Lesetext
Vor der buddhistischen Missionierung dominierte auf der ganzen Insel der Hinduismus. Heute sind über 80% der Tamilen Hindus, die 15,5% der Gesamtbevölkerung ausmachen. Typisch für den Hinduismus ist das Kastensystem mit vier Hauptkasten (Priester, Krieger, Gutbesitzer und Arbeiter) sowie 3000 Unterkasten und die Verehrung eines ganzen Götterpantheons. Darin haben auch ein Jesus und eine Maria Platz, was die wichtige Funktion von Mariawallfahrtsorten auch für Hindus erklärt. Im Gegensatz zu den Singhalesen instrumentalisieren die LTTE Rebellen aber den Hinduismus politisch nicht – ja, stellen sich hinsichtlich der Rolle der Frau sogar gegen ihn. Dies obwohl sie eigentlich damit die Hindu-Karte in Indien ausspielen könnten. Indien aber ist seit der Ermordung von Rajiv Gandhi nicht LTTE-freundlich und hat Angst vor eigenen Separatismustendenzen. Schwere Auseinandersetzungen mit Toten gab es diesen Sommer in Trincomalee nach der illegalen Errichtung einer Buddhastatue. Hindu-Priester, die mit der Regierung kooperieren oder gar LTTE-feindlichen Gruppen nahe stehen, werden immer wieder umgebracht.
Autonomierechte der Tamilen werden von buddhistischen Gegnern als Gefahr für die buddhistische Kultur betrachtet und die politische Opposition der Tamilen als Terroristen.

Gegebene Informationen
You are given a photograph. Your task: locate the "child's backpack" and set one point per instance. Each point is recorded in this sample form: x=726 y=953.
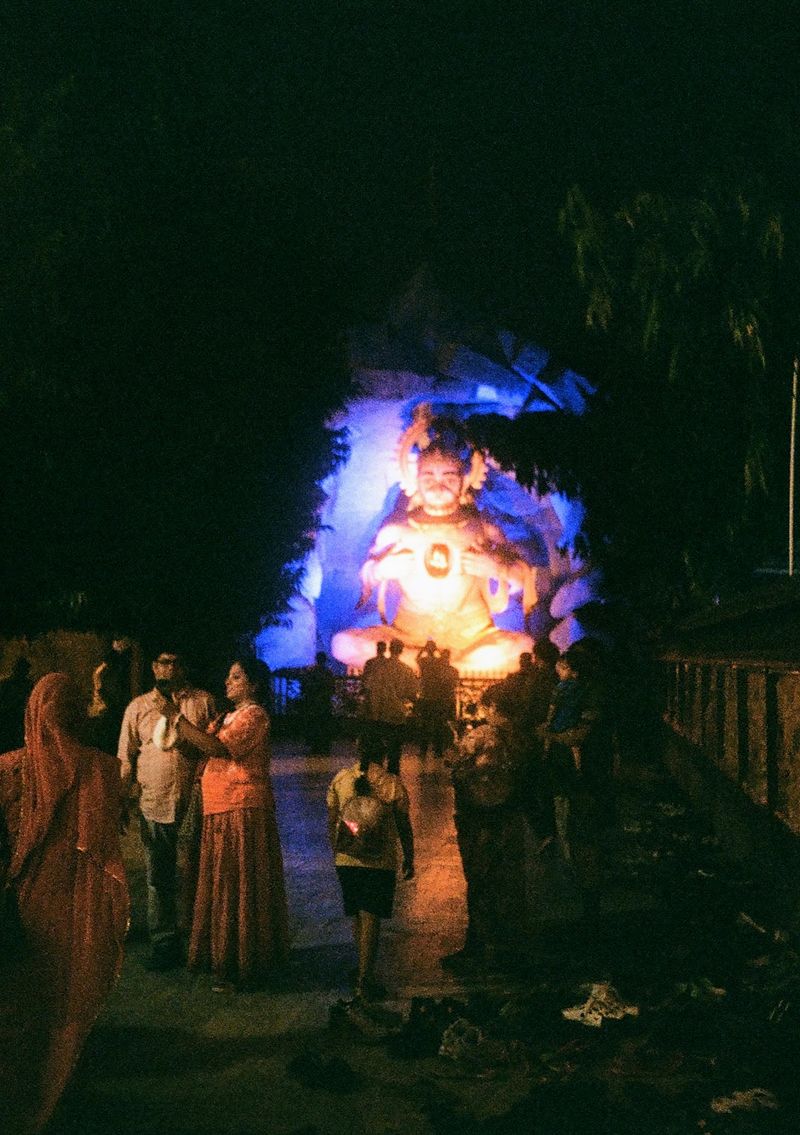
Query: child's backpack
x=363 y=826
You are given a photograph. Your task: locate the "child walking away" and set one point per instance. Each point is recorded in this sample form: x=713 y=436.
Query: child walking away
x=368 y=815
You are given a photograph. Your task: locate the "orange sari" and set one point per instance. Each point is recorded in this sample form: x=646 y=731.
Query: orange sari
x=60 y=805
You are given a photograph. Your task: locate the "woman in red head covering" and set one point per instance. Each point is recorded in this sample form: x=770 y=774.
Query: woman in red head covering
x=62 y=871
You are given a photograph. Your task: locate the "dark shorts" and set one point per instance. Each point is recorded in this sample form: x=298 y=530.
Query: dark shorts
x=370 y=889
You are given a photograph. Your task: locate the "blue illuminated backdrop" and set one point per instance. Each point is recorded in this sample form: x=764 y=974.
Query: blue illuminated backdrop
x=462 y=370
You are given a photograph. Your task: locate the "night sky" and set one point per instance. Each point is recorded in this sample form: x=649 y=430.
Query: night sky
x=200 y=199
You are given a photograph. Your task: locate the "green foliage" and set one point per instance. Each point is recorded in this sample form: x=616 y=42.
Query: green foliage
x=684 y=314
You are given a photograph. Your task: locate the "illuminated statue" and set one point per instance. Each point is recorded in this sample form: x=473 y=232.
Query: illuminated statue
x=448 y=568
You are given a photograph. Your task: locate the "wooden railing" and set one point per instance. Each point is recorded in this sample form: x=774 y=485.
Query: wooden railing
x=743 y=716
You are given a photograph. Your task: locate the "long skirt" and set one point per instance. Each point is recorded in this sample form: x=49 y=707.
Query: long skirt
x=240 y=930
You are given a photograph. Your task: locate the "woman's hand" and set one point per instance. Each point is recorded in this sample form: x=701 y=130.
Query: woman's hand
x=166 y=706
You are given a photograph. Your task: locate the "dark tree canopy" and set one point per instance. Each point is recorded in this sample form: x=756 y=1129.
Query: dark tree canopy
x=196 y=202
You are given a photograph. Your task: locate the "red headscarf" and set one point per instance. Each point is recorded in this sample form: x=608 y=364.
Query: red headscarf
x=73 y=899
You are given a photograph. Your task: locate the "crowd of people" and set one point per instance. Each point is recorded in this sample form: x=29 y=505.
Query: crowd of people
x=535 y=763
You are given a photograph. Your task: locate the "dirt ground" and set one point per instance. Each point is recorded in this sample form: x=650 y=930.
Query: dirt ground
x=681 y=1000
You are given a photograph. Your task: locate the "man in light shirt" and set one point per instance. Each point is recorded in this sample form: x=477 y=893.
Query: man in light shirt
x=166 y=782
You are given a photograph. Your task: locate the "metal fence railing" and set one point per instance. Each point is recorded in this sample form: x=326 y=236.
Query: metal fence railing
x=743 y=715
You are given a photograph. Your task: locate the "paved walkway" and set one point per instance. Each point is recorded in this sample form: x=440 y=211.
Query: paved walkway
x=170 y=1056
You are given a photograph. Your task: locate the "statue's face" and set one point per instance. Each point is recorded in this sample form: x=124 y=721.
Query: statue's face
x=439 y=481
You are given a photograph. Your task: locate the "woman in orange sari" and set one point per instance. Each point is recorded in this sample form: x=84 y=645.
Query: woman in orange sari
x=240 y=926
x=62 y=872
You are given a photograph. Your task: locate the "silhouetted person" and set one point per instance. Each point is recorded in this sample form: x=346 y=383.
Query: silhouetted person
x=112 y=688
x=318 y=686
x=436 y=706
x=392 y=689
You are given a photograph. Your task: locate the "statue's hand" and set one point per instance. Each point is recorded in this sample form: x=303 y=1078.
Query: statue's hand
x=480 y=564
x=397 y=565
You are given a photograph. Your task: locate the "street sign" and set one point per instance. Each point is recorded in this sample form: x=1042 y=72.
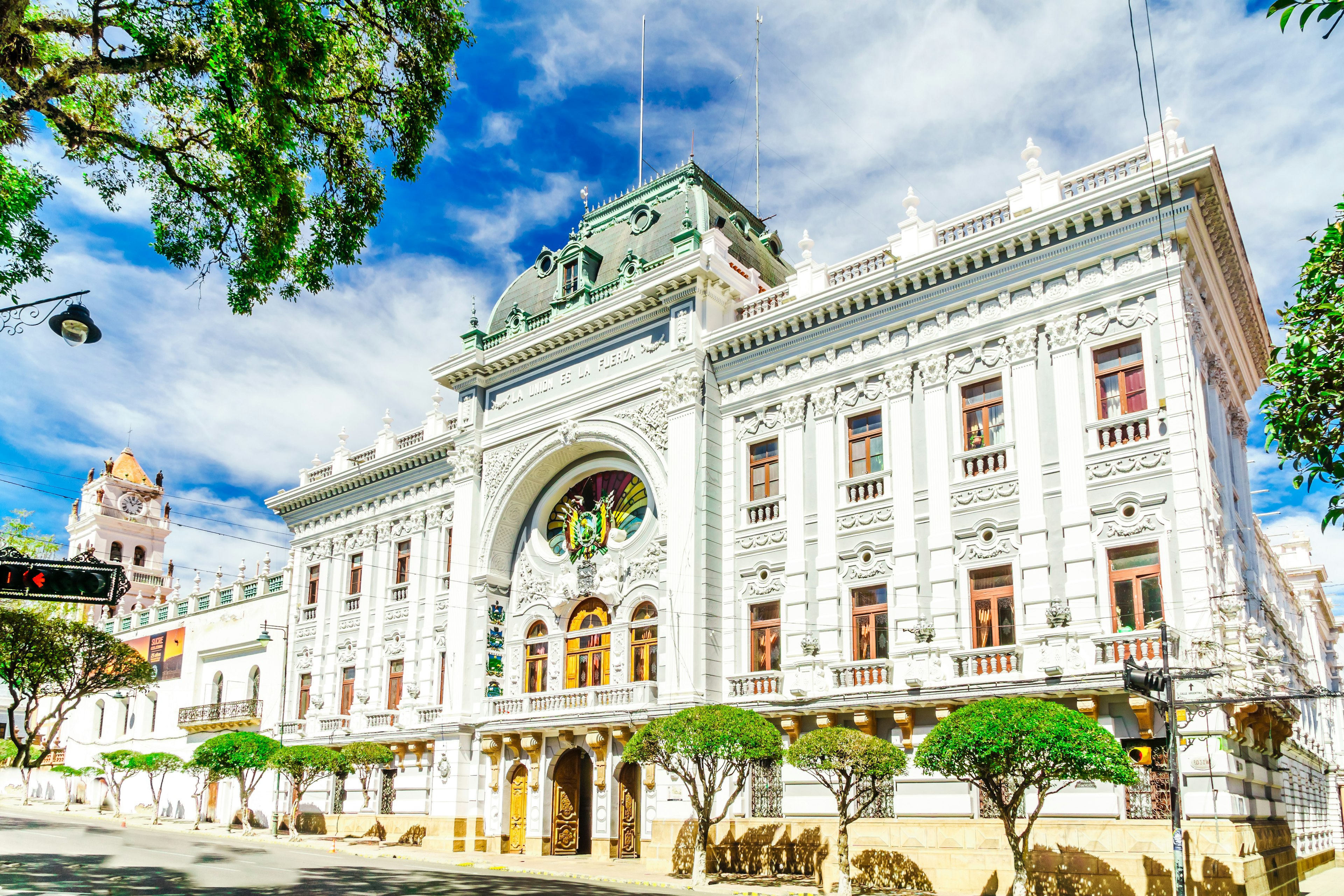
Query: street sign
x=81 y=580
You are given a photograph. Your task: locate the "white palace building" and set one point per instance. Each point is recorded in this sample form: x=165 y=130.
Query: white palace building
x=987 y=457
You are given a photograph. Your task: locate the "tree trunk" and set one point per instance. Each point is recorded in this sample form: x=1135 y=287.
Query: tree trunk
x=699 y=875
x=843 y=855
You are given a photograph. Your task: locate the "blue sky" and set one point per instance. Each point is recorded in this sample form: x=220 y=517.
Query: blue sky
x=858 y=103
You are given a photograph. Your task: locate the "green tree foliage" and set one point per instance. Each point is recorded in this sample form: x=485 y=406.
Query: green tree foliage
x=49 y=665
x=710 y=750
x=366 y=758
x=159 y=766
x=253 y=124
x=73 y=778
x=118 y=768
x=1331 y=10
x=241 y=755
x=1303 y=415
x=850 y=765
x=1018 y=751
x=306 y=765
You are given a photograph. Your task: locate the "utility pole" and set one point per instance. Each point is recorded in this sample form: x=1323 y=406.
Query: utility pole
x=757 y=80
x=639 y=164
x=1174 y=770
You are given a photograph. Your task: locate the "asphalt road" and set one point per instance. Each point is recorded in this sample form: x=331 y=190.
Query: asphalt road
x=56 y=858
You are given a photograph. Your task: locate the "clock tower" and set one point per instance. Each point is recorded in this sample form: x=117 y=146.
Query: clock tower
x=123 y=518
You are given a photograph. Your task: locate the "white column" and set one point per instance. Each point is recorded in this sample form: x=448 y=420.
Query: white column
x=943 y=601
x=1074 y=515
x=828 y=593
x=679 y=518
x=795 y=610
x=1031 y=524
x=905 y=551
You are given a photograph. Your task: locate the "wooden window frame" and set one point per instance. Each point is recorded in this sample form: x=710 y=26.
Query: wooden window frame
x=357 y=573
x=404 y=562
x=870 y=644
x=994 y=597
x=866 y=440
x=982 y=407
x=1135 y=575
x=1121 y=373
x=772 y=461
x=537 y=665
x=644 y=651
x=396 y=675
x=772 y=641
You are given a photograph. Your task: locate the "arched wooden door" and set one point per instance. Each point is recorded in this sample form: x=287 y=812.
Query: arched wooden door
x=570 y=809
x=630 y=809
x=518 y=811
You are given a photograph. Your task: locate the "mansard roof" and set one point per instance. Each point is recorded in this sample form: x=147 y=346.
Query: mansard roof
x=640 y=225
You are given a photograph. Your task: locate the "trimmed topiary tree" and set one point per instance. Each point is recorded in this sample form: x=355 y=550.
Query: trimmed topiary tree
x=241 y=755
x=845 y=761
x=706 y=747
x=306 y=765
x=1019 y=747
x=366 y=758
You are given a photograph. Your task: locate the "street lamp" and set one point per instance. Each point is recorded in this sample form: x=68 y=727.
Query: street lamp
x=264 y=639
x=75 y=324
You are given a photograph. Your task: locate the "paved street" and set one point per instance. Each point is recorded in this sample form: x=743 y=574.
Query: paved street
x=57 y=858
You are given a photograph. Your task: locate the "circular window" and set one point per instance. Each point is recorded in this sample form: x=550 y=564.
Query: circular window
x=605 y=508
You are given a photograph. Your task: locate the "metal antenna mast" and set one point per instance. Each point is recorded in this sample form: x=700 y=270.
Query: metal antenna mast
x=757 y=78
x=639 y=164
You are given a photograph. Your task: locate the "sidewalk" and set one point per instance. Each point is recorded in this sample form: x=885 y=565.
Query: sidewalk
x=611 y=871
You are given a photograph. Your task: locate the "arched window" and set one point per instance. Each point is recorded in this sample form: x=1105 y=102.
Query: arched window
x=644 y=644
x=587 y=656
x=537 y=657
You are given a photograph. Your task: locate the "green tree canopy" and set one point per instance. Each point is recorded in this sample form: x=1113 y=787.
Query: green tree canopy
x=243 y=755
x=366 y=758
x=1018 y=751
x=306 y=765
x=850 y=765
x=49 y=665
x=1303 y=415
x=253 y=124
x=710 y=750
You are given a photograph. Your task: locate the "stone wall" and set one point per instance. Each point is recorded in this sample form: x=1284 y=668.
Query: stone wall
x=971 y=856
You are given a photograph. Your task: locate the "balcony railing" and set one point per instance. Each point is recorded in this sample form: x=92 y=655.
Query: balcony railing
x=756 y=686
x=988 y=662
x=866 y=673
x=1123 y=430
x=577 y=699
x=218 y=716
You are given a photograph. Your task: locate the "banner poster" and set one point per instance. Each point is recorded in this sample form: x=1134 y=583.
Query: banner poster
x=163 y=651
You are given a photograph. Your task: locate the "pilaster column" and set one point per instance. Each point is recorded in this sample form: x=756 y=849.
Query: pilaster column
x=686 y=673
x=1031 y=526
x=905 y=551
x=828 y=580
x=1074 y=514
x=943 y=601
x=795 y=610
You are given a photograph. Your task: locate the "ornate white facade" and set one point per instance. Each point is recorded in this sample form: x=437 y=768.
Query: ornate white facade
x=668 y=342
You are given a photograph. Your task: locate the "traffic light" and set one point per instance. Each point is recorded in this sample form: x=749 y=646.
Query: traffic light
x=1143 y=679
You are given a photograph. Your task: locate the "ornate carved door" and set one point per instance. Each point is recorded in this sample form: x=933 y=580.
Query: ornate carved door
x=565 y=825
x=518 y=811
x=630 y=809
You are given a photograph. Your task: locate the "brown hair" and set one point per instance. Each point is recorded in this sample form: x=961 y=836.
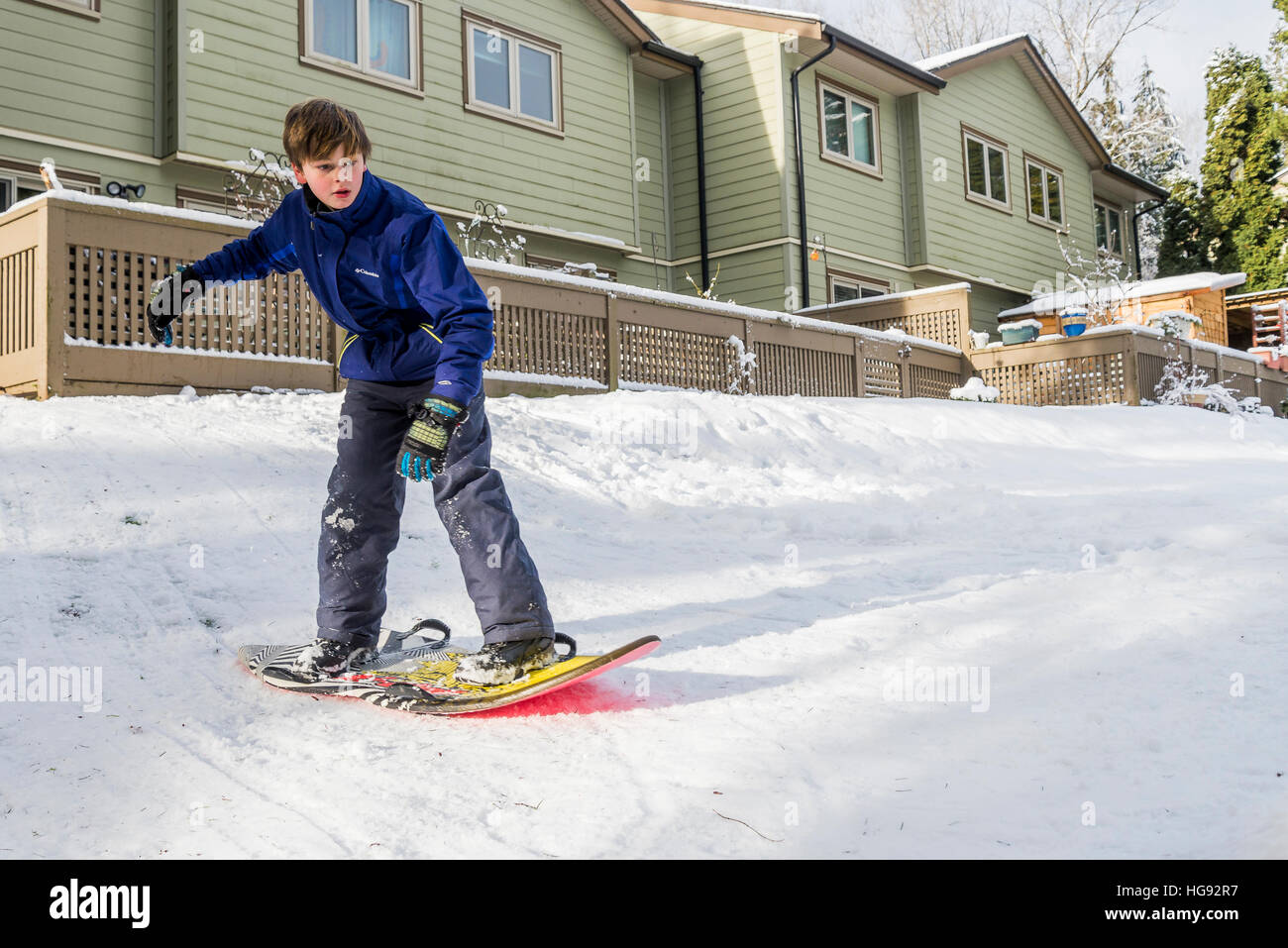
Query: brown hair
x=313 y=129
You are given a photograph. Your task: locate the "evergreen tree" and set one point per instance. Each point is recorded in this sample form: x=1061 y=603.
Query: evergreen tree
x=1183 y=240
x=1239 y=210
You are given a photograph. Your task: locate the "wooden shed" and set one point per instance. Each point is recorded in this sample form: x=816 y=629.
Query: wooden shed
x=1258 y=321
x=1198 y=294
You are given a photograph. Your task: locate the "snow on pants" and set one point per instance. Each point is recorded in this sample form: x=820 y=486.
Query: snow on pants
x=361 y=520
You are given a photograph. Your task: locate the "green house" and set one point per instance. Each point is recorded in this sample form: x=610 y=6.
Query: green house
x=657 y=142
x=969 y=166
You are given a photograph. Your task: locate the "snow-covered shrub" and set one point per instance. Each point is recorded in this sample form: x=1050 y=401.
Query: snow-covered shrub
x=500 y=248
x=741 y=366
x=974 y=390
x=709 y=292
x=1179 y=381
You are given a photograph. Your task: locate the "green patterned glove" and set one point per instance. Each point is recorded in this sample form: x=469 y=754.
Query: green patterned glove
x=425 y=445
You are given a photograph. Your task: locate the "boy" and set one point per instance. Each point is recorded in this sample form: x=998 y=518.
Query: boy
x=420 y=330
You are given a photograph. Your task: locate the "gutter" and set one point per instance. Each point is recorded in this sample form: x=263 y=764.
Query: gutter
x=911 y=72
x=800 y=162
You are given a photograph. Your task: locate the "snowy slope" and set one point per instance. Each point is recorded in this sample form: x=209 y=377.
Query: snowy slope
x=1117 y=574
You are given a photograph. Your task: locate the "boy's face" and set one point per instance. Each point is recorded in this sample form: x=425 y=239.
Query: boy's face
x=335 y=179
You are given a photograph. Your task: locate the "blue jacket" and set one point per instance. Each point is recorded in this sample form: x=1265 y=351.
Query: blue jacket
x=385 y=269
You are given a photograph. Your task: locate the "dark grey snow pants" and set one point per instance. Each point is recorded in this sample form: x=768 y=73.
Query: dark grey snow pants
x=361 y=522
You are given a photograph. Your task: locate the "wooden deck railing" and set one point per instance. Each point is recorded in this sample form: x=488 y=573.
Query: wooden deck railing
x=76 y=277
x=75 y=282
x=1119 y=366
x=940 y=313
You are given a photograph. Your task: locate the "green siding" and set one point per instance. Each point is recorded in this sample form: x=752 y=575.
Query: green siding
x=68 y=76
x=745 y=149
x=649 y=147
x=913 y=205
x=999 y=99
x=683 y=136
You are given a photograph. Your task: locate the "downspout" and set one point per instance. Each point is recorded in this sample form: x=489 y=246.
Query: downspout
x=702 y=176
x=1134 y=230
x=800 y=168
x=696 y=64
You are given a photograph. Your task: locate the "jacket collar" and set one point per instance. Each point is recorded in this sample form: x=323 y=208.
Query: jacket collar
x=351 y=218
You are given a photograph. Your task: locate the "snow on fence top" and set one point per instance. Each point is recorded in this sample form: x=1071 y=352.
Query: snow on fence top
x=142 y=206
x=887 y=298
x=553 y=277
x=1158 y=334
x=675 y=299
x=1167 y=286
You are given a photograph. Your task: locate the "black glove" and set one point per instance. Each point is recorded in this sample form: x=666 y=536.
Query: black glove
x=425 y=445
x=172 y=295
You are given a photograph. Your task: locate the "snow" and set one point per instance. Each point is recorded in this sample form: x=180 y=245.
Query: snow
x=1166 y=286
x=888 y=298
x=1158 y=334
x=568 y=380
x=938 y=62
x=184 y=351
x=975 y=390
x=481 y=266
x=121 y=204
x=810 y=565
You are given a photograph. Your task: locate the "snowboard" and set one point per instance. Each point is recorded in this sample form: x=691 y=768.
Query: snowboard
x=419 y=678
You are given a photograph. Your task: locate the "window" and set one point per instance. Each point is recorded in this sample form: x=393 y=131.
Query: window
x=378 y=39
x=1046 y=192
x=20 y=180
x=848 y=125
x=846 y=288
x=513 y=75
x=987 y=168
x=1109 y=228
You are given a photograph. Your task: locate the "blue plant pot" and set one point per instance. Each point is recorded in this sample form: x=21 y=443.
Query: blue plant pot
x=1018 y=334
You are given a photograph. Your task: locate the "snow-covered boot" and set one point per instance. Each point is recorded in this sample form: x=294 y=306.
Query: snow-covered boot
x=502 y=662
x=326 y=659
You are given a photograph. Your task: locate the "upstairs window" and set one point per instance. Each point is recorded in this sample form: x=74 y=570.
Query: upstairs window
x=849 y=128
x=1046 y=193
x=20 y=180
x=378 y=39
x=1109 y=228
x=987 y=170
x=513 y=75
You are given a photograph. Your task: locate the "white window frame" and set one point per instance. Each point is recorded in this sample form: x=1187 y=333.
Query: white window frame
x=858 y=283
x=516 y=42
x=34 y=181
x=1100 y=204
x=867 y=102
x=987 y=143
x=1044 y=219
x=364 y=46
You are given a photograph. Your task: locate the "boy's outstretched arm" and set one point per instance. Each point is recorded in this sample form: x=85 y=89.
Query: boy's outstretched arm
x=462 y=314
x=262 y=252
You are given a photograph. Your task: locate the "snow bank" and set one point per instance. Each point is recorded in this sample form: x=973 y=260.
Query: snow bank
x=889 y=629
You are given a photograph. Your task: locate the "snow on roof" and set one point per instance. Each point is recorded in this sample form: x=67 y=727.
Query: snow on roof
x=1167 y=286
x=771 y=11
x=121 y=204
x=887 y=298
x=938 y=62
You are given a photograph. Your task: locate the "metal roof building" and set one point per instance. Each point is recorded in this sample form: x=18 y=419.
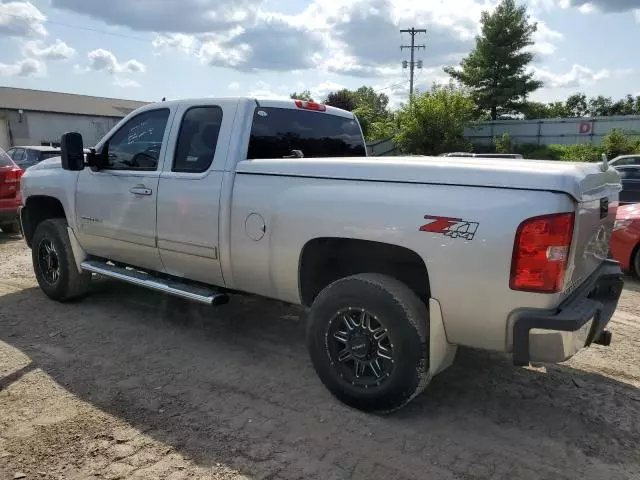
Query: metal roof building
x=36 y=117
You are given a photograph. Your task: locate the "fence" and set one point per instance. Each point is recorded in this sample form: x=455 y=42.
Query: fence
x=553 y=131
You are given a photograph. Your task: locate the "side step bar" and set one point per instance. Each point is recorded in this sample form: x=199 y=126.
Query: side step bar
x=171 y=287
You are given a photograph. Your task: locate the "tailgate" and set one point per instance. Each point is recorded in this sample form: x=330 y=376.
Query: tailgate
x=595 y=217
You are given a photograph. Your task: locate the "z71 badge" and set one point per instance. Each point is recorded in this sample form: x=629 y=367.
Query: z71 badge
x=451 y=227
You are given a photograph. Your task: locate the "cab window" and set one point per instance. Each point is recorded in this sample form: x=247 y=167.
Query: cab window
x=136 y=145
x=197 y=140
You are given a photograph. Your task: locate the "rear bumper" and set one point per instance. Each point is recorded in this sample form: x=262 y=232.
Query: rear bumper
x=580 y=320
x=9 y=214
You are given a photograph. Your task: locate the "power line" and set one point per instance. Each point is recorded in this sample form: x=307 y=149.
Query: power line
x=392 y=86
x=413 y=47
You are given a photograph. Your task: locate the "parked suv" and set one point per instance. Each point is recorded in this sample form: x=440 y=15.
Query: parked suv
x=28 y=156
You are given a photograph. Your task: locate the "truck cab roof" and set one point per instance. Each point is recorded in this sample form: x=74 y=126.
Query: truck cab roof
x=260 y=102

Aufgabenstellung
Fasse den Lesetext bitte in genau zwei Sätzen zusammen.

Lösung
Vor der buddhistischen Missionierung dominierte auf der ganzen Insel der Hinduismus, dem heute über 80% der Tamilen angehören und für den das Kastensystem sowie die Verehrung eines ganzen Götterpantheons typisch sind, in dem auch Jesus und Maria Platz haben. Anders als die Singhalesen instrumentalisieren die LTTE-Rebellen den Hinduismus politisch nicht, während buddhistische Gegner die Autonomierechte der Tamilen als Gefahr für die buddhistische Kultur und die politische Opposition der Tamilen als Terroristen betrachten.